YOUR OBJECTIVE =
Reproduce each of the following rows verbatim and in the same order.
§ §
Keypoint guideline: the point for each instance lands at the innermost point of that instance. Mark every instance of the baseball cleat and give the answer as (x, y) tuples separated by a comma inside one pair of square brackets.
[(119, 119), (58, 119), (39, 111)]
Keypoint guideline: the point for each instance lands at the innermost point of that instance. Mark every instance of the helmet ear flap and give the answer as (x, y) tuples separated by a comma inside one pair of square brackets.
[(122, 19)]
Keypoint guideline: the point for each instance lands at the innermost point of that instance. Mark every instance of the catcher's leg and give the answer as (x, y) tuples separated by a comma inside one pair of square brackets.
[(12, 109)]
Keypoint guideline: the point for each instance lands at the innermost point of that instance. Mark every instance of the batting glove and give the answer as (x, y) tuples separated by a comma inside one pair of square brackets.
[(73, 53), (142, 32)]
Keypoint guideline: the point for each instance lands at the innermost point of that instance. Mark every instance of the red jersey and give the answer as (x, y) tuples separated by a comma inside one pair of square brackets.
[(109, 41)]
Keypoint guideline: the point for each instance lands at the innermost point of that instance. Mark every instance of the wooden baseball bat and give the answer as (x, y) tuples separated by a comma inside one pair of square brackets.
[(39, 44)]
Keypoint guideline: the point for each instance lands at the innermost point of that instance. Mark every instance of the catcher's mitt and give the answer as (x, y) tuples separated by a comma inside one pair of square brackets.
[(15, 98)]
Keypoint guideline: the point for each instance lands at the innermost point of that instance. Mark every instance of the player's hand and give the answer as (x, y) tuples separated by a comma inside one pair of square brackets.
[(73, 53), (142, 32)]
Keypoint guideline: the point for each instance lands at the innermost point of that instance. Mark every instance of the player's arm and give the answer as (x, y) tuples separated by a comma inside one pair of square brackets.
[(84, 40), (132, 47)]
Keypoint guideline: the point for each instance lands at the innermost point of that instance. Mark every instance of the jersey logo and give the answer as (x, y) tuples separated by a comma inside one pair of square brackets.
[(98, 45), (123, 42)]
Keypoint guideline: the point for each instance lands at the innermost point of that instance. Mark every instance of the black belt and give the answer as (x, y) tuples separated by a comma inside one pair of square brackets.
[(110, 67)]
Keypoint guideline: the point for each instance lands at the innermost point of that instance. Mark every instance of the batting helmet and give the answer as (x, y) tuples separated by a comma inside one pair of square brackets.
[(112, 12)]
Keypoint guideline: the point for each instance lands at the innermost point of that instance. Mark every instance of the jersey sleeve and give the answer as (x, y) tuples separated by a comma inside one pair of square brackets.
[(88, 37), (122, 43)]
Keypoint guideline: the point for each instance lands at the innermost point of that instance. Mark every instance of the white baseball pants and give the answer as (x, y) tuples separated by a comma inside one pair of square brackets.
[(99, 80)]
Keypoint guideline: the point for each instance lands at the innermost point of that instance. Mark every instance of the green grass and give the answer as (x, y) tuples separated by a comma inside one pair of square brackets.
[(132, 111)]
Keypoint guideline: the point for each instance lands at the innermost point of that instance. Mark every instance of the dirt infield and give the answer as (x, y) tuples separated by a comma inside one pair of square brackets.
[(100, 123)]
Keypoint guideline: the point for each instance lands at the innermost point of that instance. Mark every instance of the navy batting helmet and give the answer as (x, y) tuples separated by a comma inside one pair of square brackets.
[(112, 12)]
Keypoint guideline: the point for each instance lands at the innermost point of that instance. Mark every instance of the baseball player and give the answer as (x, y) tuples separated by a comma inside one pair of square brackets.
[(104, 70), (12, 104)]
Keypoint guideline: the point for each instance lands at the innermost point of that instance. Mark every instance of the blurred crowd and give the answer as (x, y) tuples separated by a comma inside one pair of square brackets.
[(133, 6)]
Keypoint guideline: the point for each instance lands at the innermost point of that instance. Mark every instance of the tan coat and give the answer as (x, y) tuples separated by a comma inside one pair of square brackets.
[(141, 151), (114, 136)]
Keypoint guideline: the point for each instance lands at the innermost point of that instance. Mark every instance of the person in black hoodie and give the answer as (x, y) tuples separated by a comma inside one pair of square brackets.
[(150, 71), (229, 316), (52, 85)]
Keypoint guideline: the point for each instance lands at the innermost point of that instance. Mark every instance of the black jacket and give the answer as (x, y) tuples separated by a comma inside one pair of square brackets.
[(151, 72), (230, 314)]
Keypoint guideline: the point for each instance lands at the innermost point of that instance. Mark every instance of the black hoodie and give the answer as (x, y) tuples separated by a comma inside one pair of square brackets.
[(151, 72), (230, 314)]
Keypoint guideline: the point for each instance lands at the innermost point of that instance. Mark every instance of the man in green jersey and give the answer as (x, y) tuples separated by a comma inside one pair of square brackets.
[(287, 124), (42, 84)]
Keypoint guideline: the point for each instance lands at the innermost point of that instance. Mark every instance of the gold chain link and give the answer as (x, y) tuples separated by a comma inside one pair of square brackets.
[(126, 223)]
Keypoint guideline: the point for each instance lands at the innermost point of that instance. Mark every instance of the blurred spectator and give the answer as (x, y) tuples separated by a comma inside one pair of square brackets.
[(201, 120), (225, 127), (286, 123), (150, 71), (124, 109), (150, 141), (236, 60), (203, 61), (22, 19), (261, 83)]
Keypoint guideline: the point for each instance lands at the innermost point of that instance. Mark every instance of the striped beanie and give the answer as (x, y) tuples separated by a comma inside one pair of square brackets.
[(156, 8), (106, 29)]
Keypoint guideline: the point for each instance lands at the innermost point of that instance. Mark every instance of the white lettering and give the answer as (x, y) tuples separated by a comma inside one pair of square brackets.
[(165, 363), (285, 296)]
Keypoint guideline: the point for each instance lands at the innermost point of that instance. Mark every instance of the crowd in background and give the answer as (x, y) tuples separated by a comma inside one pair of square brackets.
§ §
RESULT =
Keypoint guideline: the point for each instance lands at the innermost point of that instance. Mark every instance of the baseball cleat and give the answer as (x, y) tuples separated by a comma inside one pair of square brackets.
[(119, 119), (58, 119), (39, 111)]
Keypoint guideline: the point for each instance lands at the innermost point of that instance. Mark every instance of the helmet ear flap and give the answer as (x, y) tuples separated by a comma inside one pair of square brackets.
[(122, 19)]
Keypoint guideline: the point for each instance lands at the innermost point of that instance. Mark every instance of the catcher's leg and give the answer as (x, y) tuples separated by a comma inside one pair of square brackets.
[(12, 109)]
Keypoint guideline: the point for each instance lands at the innermost point of that instance. Mark every instance of the batting glove and give the answer as (x, y) tuples separated by a comma inside one pair of square brackets.
[(73, 53), (142, 32)]
Keypoint guideline: the point for each instance lands at the innermost point of that instance. Mark every instance of the red jersey and give the answer as (x, y) tuples separated by a comma inside one pair of square brackets.
[(109, 41)]
Keypoint guideline: the point for each instance lands at the innermost point of that instance. Mark every instance of the wooden baseball bat and give the answer as (x, y) tuples separated by a comma inside one pair of square brackets.
[(39, 44)]
Keypoint guideline: the point for each instance lands at the innermost point of that instance. Mark every instance of the catcher's mitt and give the answer as (x, y) tuples separated by a comma inside one pair of square brackets.
[(15, 98)]
Keypoint guideline: the point for each instance lands at the innermost point of that instance. Mark every instance of the player's hand and give the answer as (x, y) tuples separated by a comma inside one pair of square brackets.
[(73, 53), (142, 32)]
Keypoint guideline: the point for each instance lands at the innermost point of that instance. Mark every instance of the player's arm and give the answer as (x, y) tuples separated by a comma inside one pair of square brackets.
[(84, 40), (132, 47)]
Keypoint guideline: the point for each instance lands at the innermost point of that instance. Mark every instance of the jersey logo and give the answer as (x, y) tuples separated by a comma inside one pair of square brackets.
[(98, 45), (123, 42)]
Keypoint guideline: the point for each instance lands at the innermost point of that instance. Mark every instance of the black belt and give the answer as (x, y) tuples separated by a comma inside one pair of square brackets.
[(110, 67)]
Keypoint guideline: the point for each instance lands at the innermost point of that instance. Mark every instance of the batting helmet and give the answer as (x, y) tuples separated by a comma inside one pair of square brackets.
[(112, 12)]
Keypoint guideline: the point for each instance lands at the innermost point of that instance. Mark every instance of the jersey sleeve and give the answer as (x, y) tuples separated by a comma inside one pair of square brackets.
[(88, 37), (122, 43)]
Keypoint guideline: the point for each instance lands at the innermost point of that instance. Mark every instance of the white baseball pants and give the answer as (x, y) tuples separated by a comma inside one pair of square brackets.
[(99, 80)]
Keypoint guideline: the point for each instance lands at the innermost point of that instance. Mark every instance of the green grass and give the answer as (x, y) tuples separated by a comma inside one pair of square brackets.
[(132, 111)]
Keypoint guideline: the point for each instance lands at the innermost point of that instance. Mark every instance of the dirt infield and give the answer as (x, y) tuples separated by a comma inside one pair of square brackets.
[(100, 123)]
Keypoint guideline: the point for each instance lands at the innermost point of that instance. Mark every instance of the navy batting helmet and give the answer as (x, y) tuples separated by a comma inside one pair of square brackets.
[(112, 12)]
Keypoint guideline: the point for each instance lands at the innermost point of that instance. Mark every instance of the baseball player and give the answer as (x, y) tuples separated by a comma inside one pair of square brackets.
[(104, 70), (12, 104)]
Keypoint guideline: the point for each instance lands at the innermost point of that instance. Mark every instance of the blurred crowd and give the answer as (x, y) tuples separated by a comma inside one pair of square brackets.
[(133, 6)]
Keypoint guideline: the point for each instance lands at the innermost point of that instance. Mark every instance of the tan coat and give the answer as (x, y) tuples separated by a comma inside one pair of square brackets.
[(141, 151), (114, 136)]
Keypoint guideline: the point for each instance lands at the innermost point of that instance. Mark every instance of the person in black hoodie and give the answer as (x, y) tuples separated by a comma inside one pair of square brackets.
[(150, 71), (229, 316), (52, 85)]
Keypoint guideline: the point for each instance lands at the innermost point of that instance. Mark every instance of the black jacket and give the answer as (x, y) tuples separated by a comma inside one pair of square brackets.
[(151, 72), (230, 314)]
Keypoint guideline: the point for each instance lands at the innermost point of that instance. Mark every instance of the black hoodie and give the answer as (x, y) tuples separated by a comma inside one pair of square brackets.
[(151, 72), (230, 314)]
Keypoint guideline: the point for each instance lands at the innermost point of that instance. Mark every instance of the man in green jersey and give the answer as (x, y) tuples separated by a comma inside one pair of square brackets.
[(287, 124), (42, 84)]
Keypoint guideline: the point for each instance lands at the innermost point of that instance. Mark every instance of the gold chain link and give the answer as (x, y) tuples separated by a comma inside one pair of square brackets.
[(126, 223)]
Keypoint guideline: the point for each instance lands at the innermost point of that instance. Mark every instance of the blurred spectator and give the answer as (x, y) tuples separated by a comma inside one pair of square brackets.
[(201, 120), (225, 127), (286, 123), (150, 71), (124, 109), (150, 141), (236, 60), (203, 61), (22, 19), (261, 83)]
Keypoint guideline: the point for each instance lands at the innermost point of that instance. Mark every instance of the striped beanie and give the answer as (x, y) tuples separated by a comma inside one pair of square brackets.
[(156, 8), (106, 29)]
Keypoint guideline: the point for each instance lands at the innermost point of that instance. Mark every instance of the white lettering and give the answer as (x, y) tuples separated by a comma inside one pair of square brackets.
[(165, 363), (285, 296)]
Keypoint guideline: the point for each instance lands at the innermost point of that instance. Mark every instance of the crowd in background and give the answer as (x, y) tuples separated by a comma inside one pair of square brackets.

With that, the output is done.